──────── Data provided

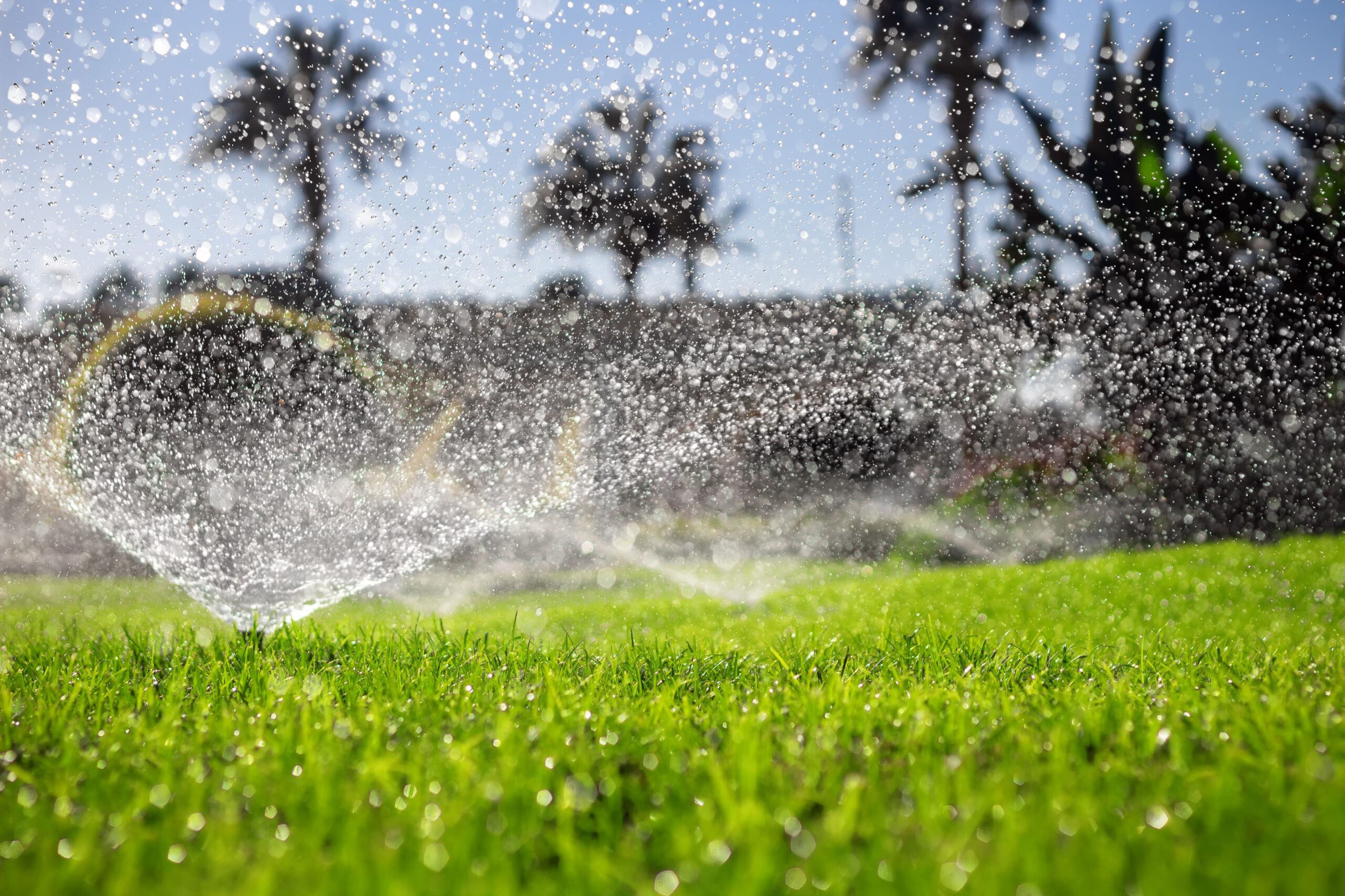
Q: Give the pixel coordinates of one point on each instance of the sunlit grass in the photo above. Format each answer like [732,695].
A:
[1135,723]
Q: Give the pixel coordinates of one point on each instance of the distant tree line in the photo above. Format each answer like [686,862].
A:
[1209,315]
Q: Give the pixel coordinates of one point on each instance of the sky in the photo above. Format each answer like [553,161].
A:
[101,102]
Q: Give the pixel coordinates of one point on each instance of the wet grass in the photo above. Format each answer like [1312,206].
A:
[1137,723]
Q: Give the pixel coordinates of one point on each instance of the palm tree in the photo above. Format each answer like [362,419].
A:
[947,44]
[295,118]
[603,182]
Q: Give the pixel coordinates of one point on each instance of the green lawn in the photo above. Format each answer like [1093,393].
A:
[1135,723]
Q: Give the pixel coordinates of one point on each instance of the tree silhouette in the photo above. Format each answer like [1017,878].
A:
[295,118]
[950,44]
[604,182]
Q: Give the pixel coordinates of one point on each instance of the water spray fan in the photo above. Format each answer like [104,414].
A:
[404,510]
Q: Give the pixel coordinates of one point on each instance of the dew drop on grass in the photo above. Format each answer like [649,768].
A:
[159,796]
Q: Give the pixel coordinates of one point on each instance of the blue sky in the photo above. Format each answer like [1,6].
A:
[99,119]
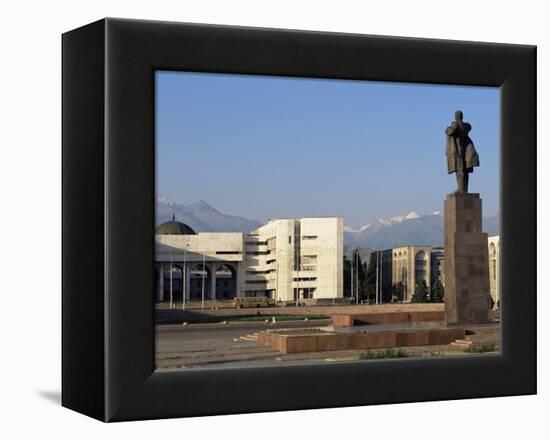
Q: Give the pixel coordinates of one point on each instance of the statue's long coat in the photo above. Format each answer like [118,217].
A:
[461,153]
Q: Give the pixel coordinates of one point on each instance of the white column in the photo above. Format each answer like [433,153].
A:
[161,283]
[213,281]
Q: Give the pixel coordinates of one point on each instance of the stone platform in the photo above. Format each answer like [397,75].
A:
[466,261]
[314,341]
[353,319]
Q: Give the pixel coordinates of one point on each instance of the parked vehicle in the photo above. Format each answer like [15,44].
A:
[252,302]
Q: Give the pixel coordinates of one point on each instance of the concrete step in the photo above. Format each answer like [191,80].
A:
[461,343]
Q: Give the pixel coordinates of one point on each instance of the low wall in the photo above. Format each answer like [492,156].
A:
[351,319]
[300,343]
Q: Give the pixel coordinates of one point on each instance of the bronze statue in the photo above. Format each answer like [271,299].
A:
[462,156]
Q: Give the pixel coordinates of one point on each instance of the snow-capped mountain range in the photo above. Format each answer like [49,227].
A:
[401,230]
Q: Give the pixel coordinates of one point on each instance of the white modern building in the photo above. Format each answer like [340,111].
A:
[284,259]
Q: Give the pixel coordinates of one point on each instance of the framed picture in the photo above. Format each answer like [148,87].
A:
[262,219]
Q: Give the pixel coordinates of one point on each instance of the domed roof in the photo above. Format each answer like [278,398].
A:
[174,228]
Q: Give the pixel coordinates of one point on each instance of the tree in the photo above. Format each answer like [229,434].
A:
[370,278]
[397,292]
[347,278]
[421,293]
[358,268]
[438,292]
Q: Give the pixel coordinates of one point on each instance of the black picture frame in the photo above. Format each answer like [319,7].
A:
[108,218]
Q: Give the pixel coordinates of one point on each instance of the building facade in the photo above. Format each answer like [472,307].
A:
[285,259]
[410,265]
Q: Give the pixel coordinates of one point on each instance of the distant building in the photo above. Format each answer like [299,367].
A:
[284,259]
[410,265]
[494,268]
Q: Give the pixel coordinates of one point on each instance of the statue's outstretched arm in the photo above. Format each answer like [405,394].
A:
[451,129]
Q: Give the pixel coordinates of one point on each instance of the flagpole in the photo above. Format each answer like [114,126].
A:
[171,294]
[203,274]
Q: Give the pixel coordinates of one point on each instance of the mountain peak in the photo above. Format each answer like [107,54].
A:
[164,201]
[411,215]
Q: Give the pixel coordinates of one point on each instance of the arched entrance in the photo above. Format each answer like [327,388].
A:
[173,282]
[421,267]
[198,276]
[226,282]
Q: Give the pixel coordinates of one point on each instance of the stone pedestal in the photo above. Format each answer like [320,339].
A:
[466,261]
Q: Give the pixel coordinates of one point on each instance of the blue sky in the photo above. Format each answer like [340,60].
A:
[265,147]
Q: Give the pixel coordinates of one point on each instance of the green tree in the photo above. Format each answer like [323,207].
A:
[421,293]
[438,292]
[370,279]
[347,277]
[359,274]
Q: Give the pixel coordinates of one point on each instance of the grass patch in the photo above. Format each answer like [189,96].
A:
[483,348]
[387,353]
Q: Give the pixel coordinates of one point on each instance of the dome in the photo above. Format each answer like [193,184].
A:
[174,228]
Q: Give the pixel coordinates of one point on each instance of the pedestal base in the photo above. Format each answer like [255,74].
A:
[466,261]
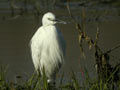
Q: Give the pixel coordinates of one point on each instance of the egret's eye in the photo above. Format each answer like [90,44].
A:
[51,19]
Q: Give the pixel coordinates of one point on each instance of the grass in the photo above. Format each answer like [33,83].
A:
[40,83]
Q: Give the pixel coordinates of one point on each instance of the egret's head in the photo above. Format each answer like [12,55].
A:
[50,19]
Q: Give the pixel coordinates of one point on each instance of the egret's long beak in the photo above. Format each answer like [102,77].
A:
[60,21]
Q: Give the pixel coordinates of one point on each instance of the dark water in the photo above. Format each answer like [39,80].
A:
[15,34]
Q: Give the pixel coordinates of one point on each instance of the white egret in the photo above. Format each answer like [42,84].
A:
[48,47]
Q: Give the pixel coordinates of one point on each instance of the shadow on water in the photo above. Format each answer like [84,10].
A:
[18,22]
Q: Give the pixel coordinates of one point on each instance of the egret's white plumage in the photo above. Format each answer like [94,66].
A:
[48,47]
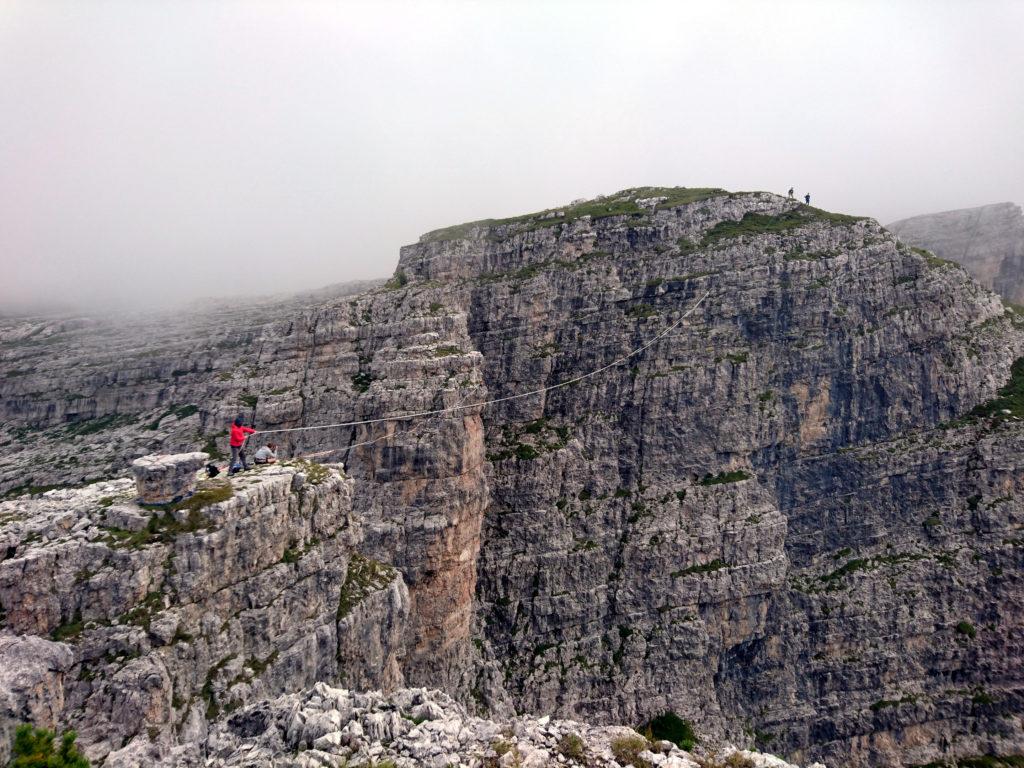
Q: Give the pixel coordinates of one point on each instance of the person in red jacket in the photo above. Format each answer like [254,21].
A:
[238,439]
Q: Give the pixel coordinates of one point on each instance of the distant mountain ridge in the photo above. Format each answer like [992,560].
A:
[794,519]
[987,240]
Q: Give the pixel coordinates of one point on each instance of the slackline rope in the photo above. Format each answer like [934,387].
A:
[484,403]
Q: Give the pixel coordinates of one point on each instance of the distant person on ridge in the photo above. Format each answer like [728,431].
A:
[266,455]
[238,439]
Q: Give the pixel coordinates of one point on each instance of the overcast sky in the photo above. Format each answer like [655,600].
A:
[152,152]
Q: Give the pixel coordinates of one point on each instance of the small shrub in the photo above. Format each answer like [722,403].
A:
[399,280]
[723,477]
[627,751]
[670,727]
[967,629]
[360,382]
[33,748]
[571,748]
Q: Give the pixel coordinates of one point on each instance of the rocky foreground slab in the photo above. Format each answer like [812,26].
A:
[326,726]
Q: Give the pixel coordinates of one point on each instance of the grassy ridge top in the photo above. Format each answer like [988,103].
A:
[621,204]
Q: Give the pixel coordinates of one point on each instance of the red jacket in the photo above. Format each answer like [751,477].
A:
[239,435]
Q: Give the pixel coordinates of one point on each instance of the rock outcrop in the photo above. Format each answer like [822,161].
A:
[419,728]
[136,625]
[988,241]
[792,516]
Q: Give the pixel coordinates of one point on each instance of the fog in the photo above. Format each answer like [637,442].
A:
[157,152]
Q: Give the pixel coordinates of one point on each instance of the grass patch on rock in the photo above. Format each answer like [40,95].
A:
[365,576]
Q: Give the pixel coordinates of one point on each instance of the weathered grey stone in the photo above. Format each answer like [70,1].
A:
[770,521]
[988,241]
[163,478]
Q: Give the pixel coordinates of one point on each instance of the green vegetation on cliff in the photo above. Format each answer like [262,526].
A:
[620,204]
[34,748]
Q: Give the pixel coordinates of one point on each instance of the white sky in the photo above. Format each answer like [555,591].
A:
[152,152]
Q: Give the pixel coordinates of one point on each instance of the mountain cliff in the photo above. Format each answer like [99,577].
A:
[794,519]
[988,241]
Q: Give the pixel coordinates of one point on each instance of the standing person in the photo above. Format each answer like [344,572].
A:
[266,455]
[238,439]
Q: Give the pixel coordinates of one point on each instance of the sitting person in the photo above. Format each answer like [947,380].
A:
[266,455]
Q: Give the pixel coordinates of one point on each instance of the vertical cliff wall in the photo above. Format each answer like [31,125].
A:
[784,520]
[988,241]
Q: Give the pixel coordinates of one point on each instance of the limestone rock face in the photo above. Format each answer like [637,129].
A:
[201,609]
[779,516]
[988,241]
[420,728]
[164,478]
[32,672]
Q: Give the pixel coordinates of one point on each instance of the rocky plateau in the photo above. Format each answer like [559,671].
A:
[787,508]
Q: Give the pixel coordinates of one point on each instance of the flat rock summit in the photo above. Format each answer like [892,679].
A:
[712,459]
[988,241]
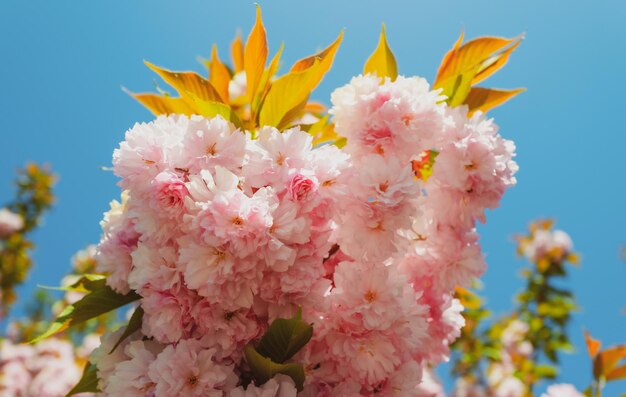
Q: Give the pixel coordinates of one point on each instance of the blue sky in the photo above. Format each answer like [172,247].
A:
[63,63]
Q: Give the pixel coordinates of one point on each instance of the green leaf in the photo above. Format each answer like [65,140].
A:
[134,325]
[287,95]
[88,382]
[284,338]
[264,368]
[97,302]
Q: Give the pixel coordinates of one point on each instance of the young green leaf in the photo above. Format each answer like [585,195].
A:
[88,383]
[134,325]
[264,368]
[284,338]
[188,84]
[97,302]
[484,99]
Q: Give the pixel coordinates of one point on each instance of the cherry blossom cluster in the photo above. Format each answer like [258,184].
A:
[221,231]
[48,369]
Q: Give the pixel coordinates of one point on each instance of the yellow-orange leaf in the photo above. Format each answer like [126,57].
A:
[467,64]
[325,57]
[480,52]
[448,57]
[160,104]
[255,56]
[219,76]
[610,357]
[236,53]
[484,99]
[315,108]
[188,84]
[617,373]
[497,62]
[593,345]
[382,62]
[288,93]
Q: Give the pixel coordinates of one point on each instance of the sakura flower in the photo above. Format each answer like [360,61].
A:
[185,369]
[130,377]
[213,142]
[396,119]
[168,195]
[119,239]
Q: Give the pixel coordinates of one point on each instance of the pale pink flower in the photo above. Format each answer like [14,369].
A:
[168,194]
[430,385]
[167,314]
[556,242]
[213,142]
[397,119]
[105,359]
[186,369]
[119,239]
[130,377]
[154,266]
[274,154]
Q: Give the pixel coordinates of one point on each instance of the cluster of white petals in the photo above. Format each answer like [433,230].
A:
[221,233]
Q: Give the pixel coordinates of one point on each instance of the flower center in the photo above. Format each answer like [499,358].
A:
[370,296]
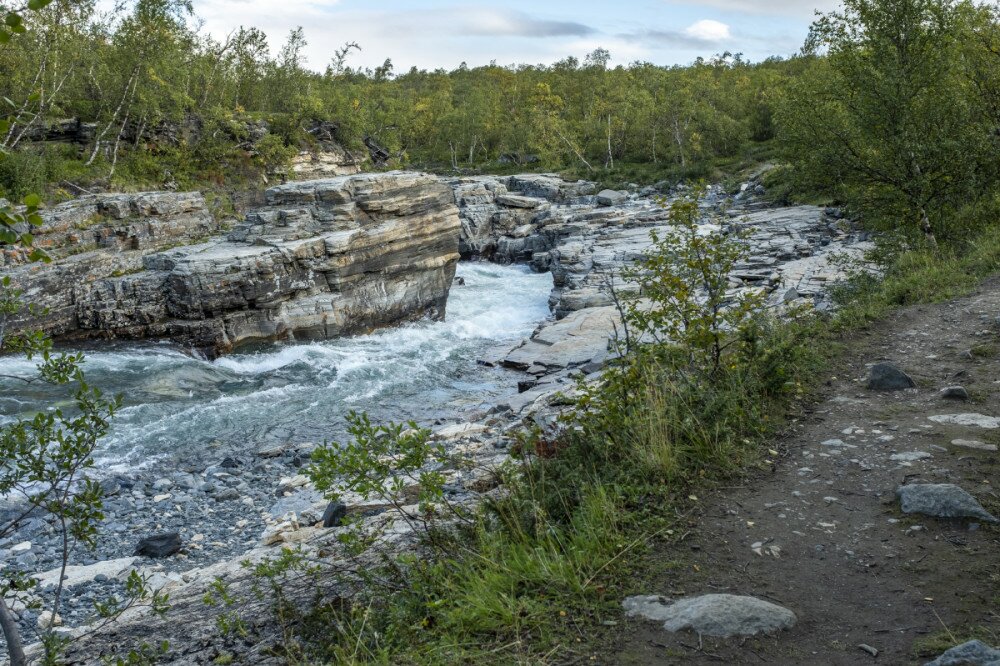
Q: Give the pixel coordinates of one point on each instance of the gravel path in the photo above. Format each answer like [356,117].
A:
[823,533]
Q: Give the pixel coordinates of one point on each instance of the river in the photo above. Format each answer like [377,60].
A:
[179,406]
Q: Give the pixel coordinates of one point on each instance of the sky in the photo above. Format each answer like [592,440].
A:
[430,34]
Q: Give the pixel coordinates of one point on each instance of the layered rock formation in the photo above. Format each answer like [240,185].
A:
[323,258]
[585,241]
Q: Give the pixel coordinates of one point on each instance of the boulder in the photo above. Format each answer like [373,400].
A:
[941,500]
[975,420]
[972,653]
[887,377]
[720,615]
[335,512]
[159,545]
[322,259]
[954,393]
[611,197]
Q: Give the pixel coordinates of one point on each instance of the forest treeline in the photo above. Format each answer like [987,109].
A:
[894,114]
[151,83]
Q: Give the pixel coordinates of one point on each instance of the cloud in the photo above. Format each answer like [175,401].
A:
[698,35]
[787,8]
[505,23]
[707,30]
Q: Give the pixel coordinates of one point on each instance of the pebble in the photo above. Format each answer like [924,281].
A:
[954,393]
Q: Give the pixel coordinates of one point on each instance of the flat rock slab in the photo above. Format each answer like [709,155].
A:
[974,444]
[973,653]
[887,377]
[78,575]
[720,615]
[976,420]
[578,339]
[941,500]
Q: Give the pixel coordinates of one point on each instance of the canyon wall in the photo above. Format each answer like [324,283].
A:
[323,258]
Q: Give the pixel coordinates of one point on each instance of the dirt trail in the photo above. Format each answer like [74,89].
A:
[834,546]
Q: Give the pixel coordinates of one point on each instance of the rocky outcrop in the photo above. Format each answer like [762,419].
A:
[586,240]
[499,213]
[321,259]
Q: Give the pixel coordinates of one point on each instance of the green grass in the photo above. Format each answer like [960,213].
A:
[919,276]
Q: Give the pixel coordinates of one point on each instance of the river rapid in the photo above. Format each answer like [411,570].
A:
[178,406]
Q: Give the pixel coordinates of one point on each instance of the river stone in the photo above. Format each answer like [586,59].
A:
[972,653]
[974,444]
[941,500]
[611,197]
[78,575]
[300,503]
[887,377]
[159,545]
[977,420]
[335,512]
[721,615]
[954,393]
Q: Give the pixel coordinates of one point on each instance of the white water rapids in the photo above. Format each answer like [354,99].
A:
[177,405]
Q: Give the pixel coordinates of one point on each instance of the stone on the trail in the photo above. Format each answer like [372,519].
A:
[334,513]
[974,444]
[611,197]
[720,615]
[46,619]
[977,420]
[910,456]
[887,377]
[972,653]
[941,500]
[159,545]
[954,393]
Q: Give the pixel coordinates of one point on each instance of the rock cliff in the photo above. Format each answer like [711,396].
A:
[322,258]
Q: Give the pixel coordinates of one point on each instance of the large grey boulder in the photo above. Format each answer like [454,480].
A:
[611,197]
[721,615]
[972,653]
[887,377]
[322,259]
[941,500]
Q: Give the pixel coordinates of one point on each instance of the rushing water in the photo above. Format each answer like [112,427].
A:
[177,405]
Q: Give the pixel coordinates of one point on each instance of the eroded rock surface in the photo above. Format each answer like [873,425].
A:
[586,240]
[720,615]
[323,258]
[941,500]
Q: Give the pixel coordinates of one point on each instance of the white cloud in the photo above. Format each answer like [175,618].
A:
[788,8]
[708,30]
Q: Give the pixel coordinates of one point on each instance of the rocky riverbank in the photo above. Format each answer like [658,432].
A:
[322,259]
[326,258]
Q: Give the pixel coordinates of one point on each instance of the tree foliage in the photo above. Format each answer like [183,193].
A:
[895,115]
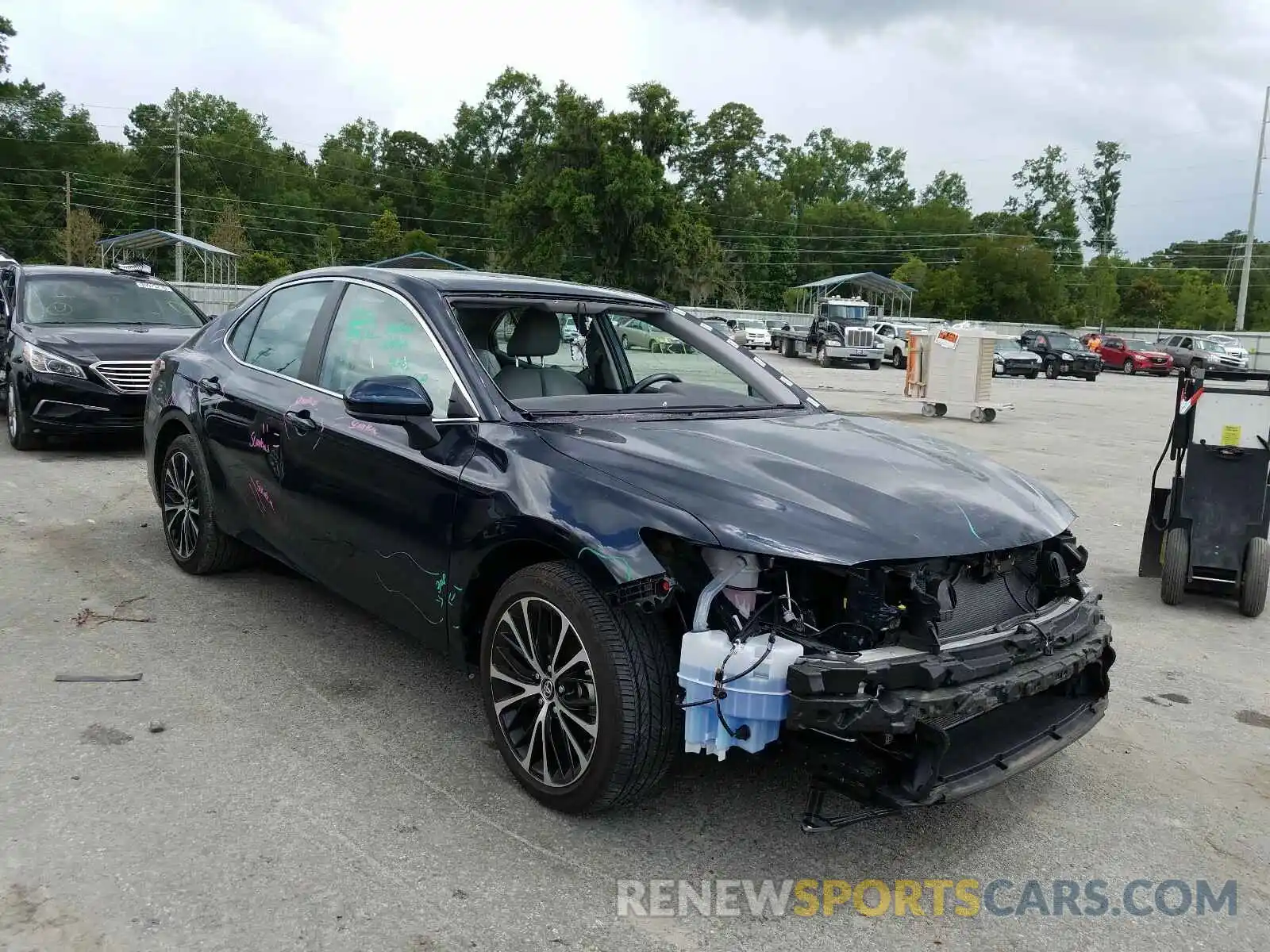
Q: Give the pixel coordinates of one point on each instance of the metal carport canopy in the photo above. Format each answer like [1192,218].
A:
[158,238]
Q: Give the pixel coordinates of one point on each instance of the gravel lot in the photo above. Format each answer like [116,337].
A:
[321,784]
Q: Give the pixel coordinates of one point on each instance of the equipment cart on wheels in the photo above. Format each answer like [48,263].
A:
[952,367]
[1206,531]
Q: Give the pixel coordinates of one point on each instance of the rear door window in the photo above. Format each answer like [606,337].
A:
[376,334]
[283,333]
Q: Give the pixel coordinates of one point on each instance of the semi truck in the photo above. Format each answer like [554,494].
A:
[841,332]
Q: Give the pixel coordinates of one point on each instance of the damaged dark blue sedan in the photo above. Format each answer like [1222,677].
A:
[638,552]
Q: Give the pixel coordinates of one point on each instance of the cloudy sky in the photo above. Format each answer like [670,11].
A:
[971,86]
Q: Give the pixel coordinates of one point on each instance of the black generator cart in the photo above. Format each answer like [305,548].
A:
[1206,530]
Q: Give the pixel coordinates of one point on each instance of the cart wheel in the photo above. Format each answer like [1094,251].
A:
[1257,575]
[1176,568]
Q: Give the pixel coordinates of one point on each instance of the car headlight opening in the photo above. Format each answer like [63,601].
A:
[44,362]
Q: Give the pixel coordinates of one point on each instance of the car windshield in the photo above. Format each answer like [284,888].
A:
[105,298]
[656,362]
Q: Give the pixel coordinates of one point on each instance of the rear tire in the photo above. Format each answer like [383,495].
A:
[188,513]
[1175,568]
[622,689]
[18,424]
[1257,577]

────────────────

_Directions for this task:_ For each line above that holds the string "cart", provide a copy of that line.

_Response to this task:_
Q: Give the pixel coordinates of one point on each instance of the equipment cart on wheels in the photo above. Format each answer like [48,263].
Q: Give the pixel coordinates of one point on each instance of the black generator cart in the photo above. Format each answer like [305,548].
Q: Give the pixel coordinates of one point on each instance of the cart wheel in the photo above. Format each answer like [1094,251].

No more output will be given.